### PASSAGE SHOWN
:::
6. Because of the symbolic forms in which information is encoded, different technologies have different intellectual and emotional biases.

And different cultures adopt and develop different technologies to suit their cultural inheritance.

7. Because of the accessibility and speed in which information is encoded, different technologies have different political biases.

The network effect of the internet is still only just seeping into our daily lives, pre-conditioned (as most of us older than 15 years old) are to 19th and 20th century forms of centre-to-the-margins, or broadcast, mass media. Since political ideologies have blurred to the point of relative indistinction, the bias is perhaps more an economic one. The recent struggles with peer to peer technologies and digital rights management point to the real issue being property law and what could be described as an intellectual property landgrab by those with the capital to squeeze out new entrants. Yet on the other side we see an increasing acceptance that the idea that knowledge is developed more richly in the open, shared and built upon by the many, different people adding their own unique perspectives and difference. UT is designed to support such a concept of social knowledge

8. Because of their physical form, different technologies have different sensory biases.

In the West it is clear that digital technologies have primarily served a visual sensory bias, with audio as a secondary labeit important part. Whilst much research is conducted into haptics, wearables, olfactory and other sensory interfaces, they have yet to make a serious in road into our daily lives. UT was originally developed out of our Sonic Geographies project in which we tried to imagine what sound maps of a city might be and how an deeper appreciation of the sonic environment could affect how we occupy and navigate the city. Even building in the audio location annotation functionality into UT we observed that it was hardly used in the trials – perhaps it is just a step too far for the moment and needs time to become as common as writing a note.
:::
[Object detection data]
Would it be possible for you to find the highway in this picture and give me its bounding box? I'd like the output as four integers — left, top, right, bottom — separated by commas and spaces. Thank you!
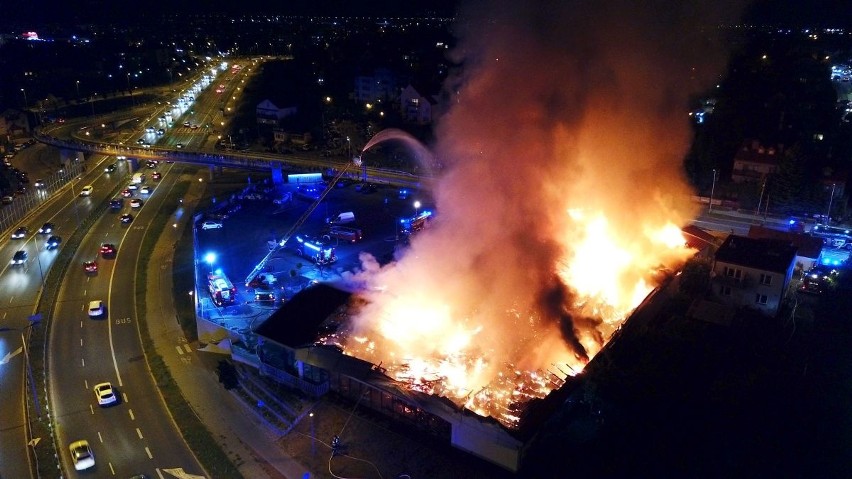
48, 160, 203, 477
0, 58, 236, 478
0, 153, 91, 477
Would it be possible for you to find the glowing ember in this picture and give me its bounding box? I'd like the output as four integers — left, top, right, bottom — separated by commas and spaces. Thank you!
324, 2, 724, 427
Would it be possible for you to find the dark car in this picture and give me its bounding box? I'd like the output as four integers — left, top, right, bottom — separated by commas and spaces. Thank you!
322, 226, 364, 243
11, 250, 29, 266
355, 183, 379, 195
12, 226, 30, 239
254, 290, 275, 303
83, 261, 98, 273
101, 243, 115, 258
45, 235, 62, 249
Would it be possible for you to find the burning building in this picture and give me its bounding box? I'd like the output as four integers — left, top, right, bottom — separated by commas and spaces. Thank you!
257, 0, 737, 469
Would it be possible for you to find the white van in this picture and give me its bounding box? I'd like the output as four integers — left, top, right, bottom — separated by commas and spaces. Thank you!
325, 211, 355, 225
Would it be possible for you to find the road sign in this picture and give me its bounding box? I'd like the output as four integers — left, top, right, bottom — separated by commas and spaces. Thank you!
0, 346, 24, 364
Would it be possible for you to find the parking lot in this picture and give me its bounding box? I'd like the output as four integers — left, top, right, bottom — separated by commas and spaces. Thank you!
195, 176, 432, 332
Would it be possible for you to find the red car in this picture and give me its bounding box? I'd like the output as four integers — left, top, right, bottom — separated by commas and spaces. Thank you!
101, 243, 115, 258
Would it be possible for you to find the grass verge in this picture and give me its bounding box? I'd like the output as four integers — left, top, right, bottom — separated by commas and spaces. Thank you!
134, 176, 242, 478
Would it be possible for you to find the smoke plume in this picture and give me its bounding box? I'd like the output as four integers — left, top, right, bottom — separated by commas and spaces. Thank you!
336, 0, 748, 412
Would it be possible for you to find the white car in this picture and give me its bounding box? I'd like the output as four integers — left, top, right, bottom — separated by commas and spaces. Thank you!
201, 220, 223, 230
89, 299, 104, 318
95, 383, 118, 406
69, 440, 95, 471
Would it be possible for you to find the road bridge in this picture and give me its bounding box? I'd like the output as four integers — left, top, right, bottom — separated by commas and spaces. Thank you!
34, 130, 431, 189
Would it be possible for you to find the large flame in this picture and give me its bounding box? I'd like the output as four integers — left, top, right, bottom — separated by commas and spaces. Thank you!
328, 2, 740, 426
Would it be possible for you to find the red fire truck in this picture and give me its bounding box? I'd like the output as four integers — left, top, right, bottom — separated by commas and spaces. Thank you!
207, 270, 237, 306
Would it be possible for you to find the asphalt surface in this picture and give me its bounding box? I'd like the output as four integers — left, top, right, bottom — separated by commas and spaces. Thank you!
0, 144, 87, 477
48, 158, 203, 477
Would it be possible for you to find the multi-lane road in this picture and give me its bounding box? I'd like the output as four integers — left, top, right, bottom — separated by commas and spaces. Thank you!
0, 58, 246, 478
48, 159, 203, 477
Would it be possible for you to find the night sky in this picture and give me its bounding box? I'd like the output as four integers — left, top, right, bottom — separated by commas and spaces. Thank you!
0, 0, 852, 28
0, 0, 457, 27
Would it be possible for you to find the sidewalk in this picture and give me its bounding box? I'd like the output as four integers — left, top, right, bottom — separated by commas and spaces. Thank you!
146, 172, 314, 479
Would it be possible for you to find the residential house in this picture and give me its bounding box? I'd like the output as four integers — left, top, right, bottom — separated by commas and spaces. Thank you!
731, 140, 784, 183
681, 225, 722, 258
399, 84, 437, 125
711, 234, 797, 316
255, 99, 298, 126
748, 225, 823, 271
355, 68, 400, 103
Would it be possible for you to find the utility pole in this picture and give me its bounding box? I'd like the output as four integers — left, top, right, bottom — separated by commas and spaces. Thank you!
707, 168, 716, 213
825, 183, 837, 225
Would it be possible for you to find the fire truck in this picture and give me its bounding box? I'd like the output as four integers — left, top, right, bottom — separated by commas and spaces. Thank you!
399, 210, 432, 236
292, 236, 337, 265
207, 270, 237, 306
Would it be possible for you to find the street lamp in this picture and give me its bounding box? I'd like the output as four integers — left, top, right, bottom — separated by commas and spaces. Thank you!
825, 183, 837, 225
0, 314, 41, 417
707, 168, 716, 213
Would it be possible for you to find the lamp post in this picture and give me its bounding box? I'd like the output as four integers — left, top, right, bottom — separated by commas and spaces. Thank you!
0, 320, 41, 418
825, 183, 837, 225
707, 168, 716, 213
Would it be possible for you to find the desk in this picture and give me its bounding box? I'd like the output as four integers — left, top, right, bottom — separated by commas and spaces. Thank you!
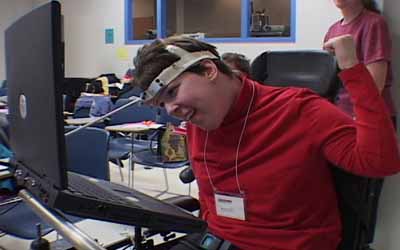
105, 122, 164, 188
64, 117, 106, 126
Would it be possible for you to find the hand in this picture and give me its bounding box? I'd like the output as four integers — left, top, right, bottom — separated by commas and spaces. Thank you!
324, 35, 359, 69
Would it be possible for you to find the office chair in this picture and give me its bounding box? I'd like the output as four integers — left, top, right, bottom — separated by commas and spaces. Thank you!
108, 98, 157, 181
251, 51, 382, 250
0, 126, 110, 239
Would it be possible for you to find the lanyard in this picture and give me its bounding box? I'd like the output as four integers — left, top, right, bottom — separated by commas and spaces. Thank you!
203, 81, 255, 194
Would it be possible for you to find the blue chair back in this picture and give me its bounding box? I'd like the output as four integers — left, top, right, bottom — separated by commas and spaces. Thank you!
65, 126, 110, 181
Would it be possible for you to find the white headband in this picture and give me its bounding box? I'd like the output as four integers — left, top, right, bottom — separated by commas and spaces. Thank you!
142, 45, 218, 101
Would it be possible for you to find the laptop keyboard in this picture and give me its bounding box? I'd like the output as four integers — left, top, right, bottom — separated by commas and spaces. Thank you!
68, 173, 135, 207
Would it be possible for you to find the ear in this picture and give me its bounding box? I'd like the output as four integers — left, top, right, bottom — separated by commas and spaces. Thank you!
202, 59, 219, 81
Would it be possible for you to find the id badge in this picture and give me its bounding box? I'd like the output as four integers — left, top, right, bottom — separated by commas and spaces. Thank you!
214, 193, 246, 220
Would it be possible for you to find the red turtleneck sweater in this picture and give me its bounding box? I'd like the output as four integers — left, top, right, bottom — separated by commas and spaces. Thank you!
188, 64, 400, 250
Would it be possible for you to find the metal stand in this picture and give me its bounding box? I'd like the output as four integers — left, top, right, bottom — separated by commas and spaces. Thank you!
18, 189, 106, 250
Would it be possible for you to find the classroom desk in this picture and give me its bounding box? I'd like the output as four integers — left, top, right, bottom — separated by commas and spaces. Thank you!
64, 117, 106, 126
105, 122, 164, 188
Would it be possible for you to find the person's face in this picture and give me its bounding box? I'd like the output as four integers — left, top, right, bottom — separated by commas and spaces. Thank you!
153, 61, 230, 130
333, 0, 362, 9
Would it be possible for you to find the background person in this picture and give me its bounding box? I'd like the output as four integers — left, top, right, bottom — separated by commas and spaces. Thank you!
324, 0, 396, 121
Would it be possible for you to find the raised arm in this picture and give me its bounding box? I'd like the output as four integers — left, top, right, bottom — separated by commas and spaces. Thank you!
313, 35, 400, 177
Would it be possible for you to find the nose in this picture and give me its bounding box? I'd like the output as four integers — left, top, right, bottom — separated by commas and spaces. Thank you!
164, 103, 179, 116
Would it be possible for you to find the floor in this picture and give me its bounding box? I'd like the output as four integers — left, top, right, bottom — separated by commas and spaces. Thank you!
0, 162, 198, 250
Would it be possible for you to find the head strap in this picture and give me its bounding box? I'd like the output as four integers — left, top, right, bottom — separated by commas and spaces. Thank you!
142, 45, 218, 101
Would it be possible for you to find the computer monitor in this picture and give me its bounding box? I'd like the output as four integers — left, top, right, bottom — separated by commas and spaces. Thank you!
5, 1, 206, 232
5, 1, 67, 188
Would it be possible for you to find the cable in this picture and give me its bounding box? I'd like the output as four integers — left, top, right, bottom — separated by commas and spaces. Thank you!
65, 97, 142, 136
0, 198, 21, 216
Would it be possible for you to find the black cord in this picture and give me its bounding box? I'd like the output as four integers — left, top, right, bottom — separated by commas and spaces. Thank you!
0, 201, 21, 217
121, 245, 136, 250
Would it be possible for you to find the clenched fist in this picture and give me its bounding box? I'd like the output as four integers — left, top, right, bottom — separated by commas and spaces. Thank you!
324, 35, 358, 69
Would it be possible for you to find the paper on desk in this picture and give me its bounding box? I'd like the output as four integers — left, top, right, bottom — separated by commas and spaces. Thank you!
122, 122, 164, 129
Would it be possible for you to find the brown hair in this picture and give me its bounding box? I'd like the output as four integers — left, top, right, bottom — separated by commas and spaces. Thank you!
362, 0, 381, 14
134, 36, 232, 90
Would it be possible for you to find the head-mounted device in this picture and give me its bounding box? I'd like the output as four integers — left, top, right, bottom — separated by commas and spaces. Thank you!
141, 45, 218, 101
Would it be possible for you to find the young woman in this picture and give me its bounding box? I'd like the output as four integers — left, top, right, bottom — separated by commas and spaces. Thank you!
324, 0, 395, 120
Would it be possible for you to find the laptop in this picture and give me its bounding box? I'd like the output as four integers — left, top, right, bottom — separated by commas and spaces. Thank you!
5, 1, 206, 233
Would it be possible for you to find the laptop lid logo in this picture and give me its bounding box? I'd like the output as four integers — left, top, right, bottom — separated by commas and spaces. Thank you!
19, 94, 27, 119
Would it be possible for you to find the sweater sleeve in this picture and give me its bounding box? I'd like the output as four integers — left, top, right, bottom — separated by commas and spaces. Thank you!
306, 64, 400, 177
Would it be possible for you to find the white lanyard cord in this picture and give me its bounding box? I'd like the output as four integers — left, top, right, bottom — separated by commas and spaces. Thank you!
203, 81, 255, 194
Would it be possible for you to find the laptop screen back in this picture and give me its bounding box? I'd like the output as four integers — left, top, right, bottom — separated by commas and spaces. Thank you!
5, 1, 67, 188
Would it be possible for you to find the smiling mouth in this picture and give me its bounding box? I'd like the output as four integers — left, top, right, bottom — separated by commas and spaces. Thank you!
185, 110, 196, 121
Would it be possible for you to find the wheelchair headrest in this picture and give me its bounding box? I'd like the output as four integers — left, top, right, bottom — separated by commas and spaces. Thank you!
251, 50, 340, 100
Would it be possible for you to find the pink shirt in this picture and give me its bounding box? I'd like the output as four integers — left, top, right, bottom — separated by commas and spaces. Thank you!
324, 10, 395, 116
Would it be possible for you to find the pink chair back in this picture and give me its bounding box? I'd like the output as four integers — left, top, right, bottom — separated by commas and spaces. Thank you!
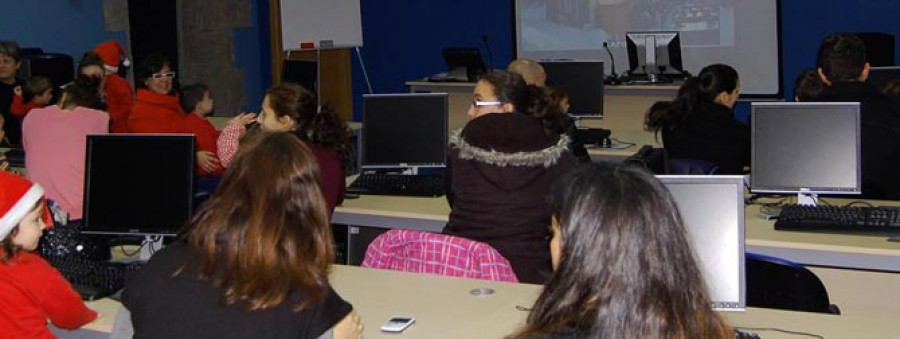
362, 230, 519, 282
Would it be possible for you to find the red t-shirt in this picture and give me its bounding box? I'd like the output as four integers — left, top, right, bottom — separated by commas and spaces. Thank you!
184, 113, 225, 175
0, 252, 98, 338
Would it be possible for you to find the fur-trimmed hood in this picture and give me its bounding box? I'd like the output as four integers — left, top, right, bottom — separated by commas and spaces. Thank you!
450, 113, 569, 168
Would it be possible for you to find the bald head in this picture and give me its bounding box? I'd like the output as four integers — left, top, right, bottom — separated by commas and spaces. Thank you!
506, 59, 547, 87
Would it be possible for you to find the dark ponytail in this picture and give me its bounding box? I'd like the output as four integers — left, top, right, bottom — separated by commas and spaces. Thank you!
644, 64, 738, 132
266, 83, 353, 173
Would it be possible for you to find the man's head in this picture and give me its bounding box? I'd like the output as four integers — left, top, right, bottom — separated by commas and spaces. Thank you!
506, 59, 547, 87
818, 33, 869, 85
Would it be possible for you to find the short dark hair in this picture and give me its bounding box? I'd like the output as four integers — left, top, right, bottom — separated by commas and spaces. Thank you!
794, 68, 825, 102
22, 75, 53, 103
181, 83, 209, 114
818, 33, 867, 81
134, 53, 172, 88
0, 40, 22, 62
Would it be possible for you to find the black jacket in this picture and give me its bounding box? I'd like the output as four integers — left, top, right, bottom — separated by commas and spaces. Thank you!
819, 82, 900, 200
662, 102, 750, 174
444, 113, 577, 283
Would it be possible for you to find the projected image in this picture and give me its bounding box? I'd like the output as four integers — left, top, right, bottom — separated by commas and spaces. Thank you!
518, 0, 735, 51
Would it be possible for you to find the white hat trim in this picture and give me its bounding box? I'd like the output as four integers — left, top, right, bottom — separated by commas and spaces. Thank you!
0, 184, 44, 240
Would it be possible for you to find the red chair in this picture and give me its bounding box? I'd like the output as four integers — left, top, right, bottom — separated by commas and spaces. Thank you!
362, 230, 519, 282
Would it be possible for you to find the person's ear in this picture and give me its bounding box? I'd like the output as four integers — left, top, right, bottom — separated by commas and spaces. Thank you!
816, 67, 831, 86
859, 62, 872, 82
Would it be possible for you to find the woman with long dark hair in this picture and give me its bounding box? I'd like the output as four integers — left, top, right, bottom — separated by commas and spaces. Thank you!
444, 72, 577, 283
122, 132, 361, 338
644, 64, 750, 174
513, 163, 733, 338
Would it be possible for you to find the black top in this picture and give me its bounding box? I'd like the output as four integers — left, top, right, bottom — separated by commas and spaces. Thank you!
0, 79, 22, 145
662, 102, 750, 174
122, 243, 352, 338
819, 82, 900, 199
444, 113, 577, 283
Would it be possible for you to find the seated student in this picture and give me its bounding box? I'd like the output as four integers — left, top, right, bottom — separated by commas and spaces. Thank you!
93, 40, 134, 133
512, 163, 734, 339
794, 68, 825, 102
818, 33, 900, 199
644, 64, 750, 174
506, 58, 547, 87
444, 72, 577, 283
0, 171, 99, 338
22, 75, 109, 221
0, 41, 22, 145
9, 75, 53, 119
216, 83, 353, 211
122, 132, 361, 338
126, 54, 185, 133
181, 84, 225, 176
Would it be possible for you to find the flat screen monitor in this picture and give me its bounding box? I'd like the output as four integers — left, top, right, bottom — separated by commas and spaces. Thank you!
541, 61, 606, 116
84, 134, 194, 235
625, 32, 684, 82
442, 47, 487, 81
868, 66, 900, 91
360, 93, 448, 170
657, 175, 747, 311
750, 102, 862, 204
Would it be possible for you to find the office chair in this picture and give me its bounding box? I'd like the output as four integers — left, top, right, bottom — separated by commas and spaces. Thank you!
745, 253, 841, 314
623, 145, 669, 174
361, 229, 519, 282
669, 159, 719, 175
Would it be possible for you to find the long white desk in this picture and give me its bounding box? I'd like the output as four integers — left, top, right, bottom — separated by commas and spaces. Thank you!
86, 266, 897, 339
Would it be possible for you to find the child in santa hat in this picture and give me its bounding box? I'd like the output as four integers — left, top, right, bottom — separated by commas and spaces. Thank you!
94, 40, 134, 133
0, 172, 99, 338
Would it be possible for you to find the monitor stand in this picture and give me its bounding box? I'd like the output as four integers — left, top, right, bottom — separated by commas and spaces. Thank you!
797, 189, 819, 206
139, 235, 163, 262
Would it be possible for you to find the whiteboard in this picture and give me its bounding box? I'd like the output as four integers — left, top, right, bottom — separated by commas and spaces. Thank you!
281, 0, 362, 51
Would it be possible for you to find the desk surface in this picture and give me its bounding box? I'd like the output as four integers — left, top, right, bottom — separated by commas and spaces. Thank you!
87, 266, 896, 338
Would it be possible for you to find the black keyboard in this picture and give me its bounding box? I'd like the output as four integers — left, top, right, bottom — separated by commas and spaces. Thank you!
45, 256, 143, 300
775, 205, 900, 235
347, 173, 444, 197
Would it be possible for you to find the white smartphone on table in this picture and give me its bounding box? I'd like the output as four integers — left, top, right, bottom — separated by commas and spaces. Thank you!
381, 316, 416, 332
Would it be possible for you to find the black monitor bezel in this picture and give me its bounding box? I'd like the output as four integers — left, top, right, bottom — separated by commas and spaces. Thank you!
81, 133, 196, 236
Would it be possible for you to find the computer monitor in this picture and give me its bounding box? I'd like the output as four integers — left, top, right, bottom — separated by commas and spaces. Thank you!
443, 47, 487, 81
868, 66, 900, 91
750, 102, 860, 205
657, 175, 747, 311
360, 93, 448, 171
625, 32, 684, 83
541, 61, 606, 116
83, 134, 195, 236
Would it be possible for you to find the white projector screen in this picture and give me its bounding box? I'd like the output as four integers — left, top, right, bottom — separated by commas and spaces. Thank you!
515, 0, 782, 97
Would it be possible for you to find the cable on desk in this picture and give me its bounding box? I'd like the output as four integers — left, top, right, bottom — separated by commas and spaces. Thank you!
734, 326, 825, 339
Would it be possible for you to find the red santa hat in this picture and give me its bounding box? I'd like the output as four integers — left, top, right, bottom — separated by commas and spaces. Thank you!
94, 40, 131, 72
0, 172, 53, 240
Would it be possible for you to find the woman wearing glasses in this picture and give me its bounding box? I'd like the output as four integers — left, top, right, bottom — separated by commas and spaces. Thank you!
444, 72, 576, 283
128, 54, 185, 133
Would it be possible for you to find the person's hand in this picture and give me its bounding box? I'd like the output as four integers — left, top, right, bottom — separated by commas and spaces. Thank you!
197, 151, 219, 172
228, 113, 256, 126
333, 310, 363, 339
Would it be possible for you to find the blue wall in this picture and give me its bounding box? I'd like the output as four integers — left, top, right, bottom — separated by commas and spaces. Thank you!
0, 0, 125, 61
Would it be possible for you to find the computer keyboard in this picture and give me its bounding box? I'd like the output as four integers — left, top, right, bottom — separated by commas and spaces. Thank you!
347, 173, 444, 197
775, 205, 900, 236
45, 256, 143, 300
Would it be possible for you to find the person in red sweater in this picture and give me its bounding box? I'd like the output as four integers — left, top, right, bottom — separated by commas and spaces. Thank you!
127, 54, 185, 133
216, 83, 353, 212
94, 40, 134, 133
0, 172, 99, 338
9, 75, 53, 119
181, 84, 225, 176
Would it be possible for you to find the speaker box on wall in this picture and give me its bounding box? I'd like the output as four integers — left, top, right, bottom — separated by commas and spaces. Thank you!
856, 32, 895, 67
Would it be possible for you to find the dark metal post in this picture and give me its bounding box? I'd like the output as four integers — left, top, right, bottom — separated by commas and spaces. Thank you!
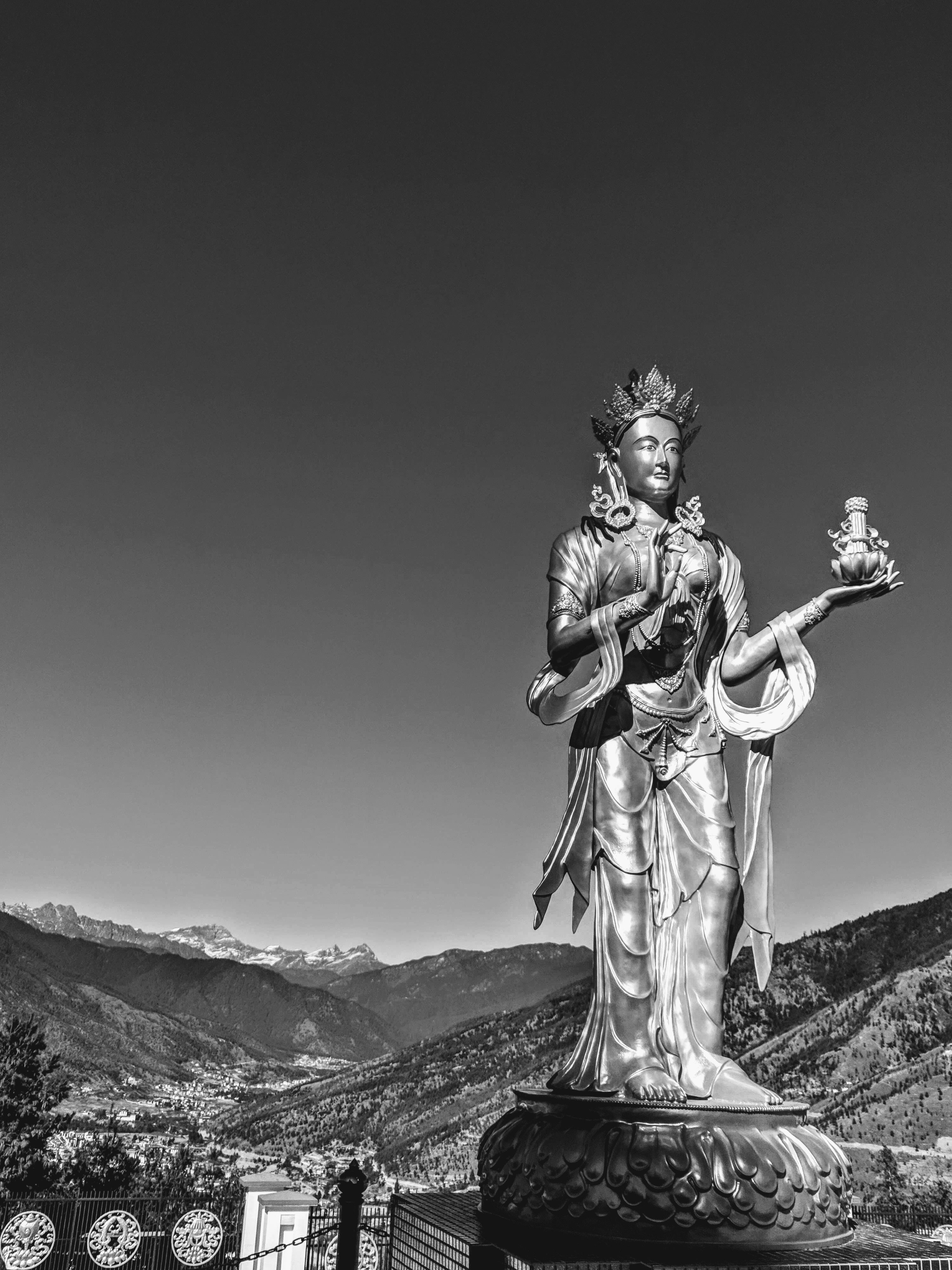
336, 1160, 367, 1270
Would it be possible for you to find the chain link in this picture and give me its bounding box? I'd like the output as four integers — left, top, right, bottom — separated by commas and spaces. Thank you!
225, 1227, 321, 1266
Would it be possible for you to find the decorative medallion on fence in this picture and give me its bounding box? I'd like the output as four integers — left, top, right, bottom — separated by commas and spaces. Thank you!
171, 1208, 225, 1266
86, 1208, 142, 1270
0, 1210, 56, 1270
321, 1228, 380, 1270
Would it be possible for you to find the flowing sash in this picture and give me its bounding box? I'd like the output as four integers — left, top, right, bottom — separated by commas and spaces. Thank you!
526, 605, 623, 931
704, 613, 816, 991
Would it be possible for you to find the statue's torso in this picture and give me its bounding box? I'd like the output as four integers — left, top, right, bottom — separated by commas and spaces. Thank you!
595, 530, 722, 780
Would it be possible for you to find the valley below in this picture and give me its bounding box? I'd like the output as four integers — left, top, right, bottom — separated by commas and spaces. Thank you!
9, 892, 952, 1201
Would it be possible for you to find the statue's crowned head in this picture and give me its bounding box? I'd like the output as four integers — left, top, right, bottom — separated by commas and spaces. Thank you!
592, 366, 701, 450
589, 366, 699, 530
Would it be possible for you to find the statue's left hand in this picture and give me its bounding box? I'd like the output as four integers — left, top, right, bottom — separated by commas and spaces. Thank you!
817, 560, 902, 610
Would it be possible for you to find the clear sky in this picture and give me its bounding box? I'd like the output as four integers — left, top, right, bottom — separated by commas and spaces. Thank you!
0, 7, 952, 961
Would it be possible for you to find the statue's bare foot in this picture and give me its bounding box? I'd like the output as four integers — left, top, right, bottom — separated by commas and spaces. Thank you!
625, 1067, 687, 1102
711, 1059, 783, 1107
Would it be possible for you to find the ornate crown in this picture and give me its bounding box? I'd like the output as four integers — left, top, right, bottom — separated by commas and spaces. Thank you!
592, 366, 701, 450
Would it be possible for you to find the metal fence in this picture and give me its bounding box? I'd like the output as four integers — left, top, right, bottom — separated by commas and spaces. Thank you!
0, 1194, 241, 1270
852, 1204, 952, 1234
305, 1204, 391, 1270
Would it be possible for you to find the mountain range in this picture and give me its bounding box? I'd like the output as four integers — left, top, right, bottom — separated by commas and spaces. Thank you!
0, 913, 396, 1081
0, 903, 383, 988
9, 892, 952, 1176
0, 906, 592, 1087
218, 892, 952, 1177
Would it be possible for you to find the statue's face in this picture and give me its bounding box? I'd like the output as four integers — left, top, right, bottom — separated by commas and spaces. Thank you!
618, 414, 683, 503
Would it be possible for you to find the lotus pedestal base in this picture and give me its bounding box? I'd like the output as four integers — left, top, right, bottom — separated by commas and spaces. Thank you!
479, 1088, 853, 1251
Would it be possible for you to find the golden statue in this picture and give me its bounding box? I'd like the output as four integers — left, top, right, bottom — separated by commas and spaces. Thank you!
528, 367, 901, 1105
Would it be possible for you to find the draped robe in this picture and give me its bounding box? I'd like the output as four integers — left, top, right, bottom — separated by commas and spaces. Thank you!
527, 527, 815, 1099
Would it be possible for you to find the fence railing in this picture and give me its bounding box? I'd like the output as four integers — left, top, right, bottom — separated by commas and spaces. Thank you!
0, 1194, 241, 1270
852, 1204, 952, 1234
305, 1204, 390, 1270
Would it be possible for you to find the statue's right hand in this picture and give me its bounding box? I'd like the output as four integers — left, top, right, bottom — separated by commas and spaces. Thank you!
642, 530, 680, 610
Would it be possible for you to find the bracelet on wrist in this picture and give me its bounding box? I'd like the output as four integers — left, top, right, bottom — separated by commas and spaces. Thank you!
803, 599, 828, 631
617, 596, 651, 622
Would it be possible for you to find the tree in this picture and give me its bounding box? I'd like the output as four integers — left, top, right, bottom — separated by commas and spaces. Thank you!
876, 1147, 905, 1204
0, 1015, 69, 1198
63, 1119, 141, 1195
:::
Please copy the whole passage on the biases of different technologies word for word.

6. Because of the symbolic forms in which information is encoded, different technologies have different intellectual and emotional biases.

And different cultures adopt and develop different technologies to suit their cultural inheritance.

7. Because of the accessibility and speed in which information is encoded, different technologies have different political biases.

The network effect of the internet is still only just seeping into our daily lives, pre-conditioned (as most of us older than 15 years old) are to 19th and 20th century forms of centre-to-the-margins, or broadcast, mass media. Since political ideologies have blurred to the point of relative indistinction, the bias is perhaps more an economic one. The recent struggles with peer to peer technologies and digital rights management point to the real issue being property law and what could be described as an intellectual property landgrab by those with the capital to squeeze out new entrants. Yet on the other side we see an increasing acceptance that the idea that knowledge is developed more richly in the open, shared and built upon by the many, different people adding their own unique perspectives and difference. UT is designed to support such a concept of social knowledge

8. Because of their physical form, different technologies have different sensory biases.

In the West it is clear that digital technologies have primarily served a visual sensory bias, with audio as a secondary labeit important part. Whilst much research is conducted into haptics, wearables, olfactory and other sensory interfaces, they have yet to make a serious in road into our daily lives. UT was originally developed out of our Sonic Geographies project in which we tried to imagine what sound maps of a city might be and how an deeper appreciation of the sonic environment could affect how we occupy and navigate the city. Even building in the audio location annotation functionality into UT we observed that it was hardly used in the trials – perhaps it is just a step too far for the moment and needs time to become as common as writing a note.